_Task directions_. Please swap "plain-csv" for "csv" in the data lines starting with the first line and going through the line with "223,235,292,310", and leave everything else unchanged. Give only those lines, without the pictures.

_Material for the task_.
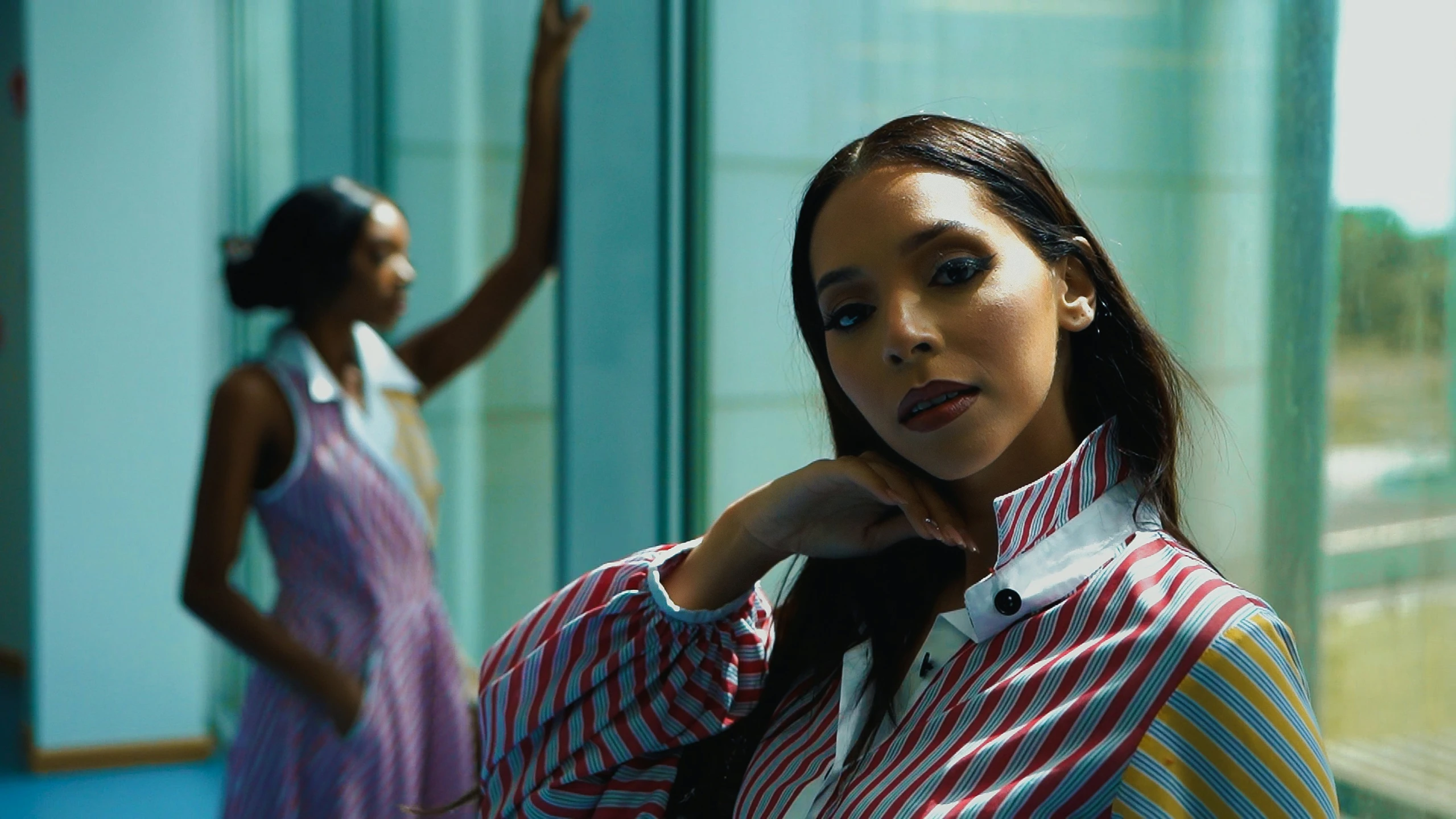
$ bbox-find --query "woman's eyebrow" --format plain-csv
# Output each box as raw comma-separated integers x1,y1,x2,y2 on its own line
900,220,985,256
814,268,865,295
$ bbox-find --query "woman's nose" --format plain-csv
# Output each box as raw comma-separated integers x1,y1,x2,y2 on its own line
393,255,415,285
885,300,941,365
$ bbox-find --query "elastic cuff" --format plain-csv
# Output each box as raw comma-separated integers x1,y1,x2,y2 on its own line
646,538,758,623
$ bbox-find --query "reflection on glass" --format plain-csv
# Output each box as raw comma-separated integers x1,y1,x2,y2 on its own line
383,0,556,666
1318,0,1456,812
703,0,1456,816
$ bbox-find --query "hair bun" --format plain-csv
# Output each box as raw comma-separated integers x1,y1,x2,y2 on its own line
223,235,292,310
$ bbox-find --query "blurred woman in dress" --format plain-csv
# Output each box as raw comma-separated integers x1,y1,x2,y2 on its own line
182,0,587,819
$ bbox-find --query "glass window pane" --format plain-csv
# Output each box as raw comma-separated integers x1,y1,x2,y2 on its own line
703,0,1456,814
1319,0,1456,809
706,0,1276,602
383,0,556,660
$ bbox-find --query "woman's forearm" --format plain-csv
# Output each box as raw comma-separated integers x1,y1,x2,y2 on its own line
662,503,787,611
183,584,361,722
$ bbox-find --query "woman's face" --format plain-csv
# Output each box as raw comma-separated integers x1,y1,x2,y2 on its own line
335,201,415,330
810,166,1096,480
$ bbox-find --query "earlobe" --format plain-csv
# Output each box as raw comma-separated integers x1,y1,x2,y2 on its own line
1057,235,1096,333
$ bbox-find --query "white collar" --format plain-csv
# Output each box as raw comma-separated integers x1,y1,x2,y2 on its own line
830,480,1161,777
269,321,419,404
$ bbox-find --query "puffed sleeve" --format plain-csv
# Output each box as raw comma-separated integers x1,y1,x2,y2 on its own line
480,543,772,816
1112,608,1339,819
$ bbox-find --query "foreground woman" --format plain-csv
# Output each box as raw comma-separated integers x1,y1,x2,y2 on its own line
480,117,1337,819
182,0,585,819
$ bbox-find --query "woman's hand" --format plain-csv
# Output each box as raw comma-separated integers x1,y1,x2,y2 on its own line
662,454,967,610
394,0,589,400
735,452,966,557
325,669,364,736
513,0,591,268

_Answer to this problem_.
$ bbox-find --query "woman's eyebrow" --format csv
# Output each box as raw comma-separated integers x1,y1,x2,y2 on its own line
900,220,985,256
814,268,865,295
$ bbox-find --query "woman's nose" --format csv
# Output each box as raw comma-separated integers x1,y1,x2,y2 on its own line
393,255,415,285
885,300,941,365
$ bbox-find --query "elastic cuff" --format csv
# Output each box as raw comma-separated integers x1,y1,x2,y2 on its own line
646,538,758,623
$ bbox-find --query "reflection on glass" --format csv
# Output each box as raw comma-separated integers x1,y1,x2,y2 on its own line
383,0,556,666
1318,0,1456,812
703,0,1456,816
$ bbox-find --query "hair bun" --format csv
# Output each box as raw comma-separated integers x1,y1,x2,y2 on its own line
223,235,292,310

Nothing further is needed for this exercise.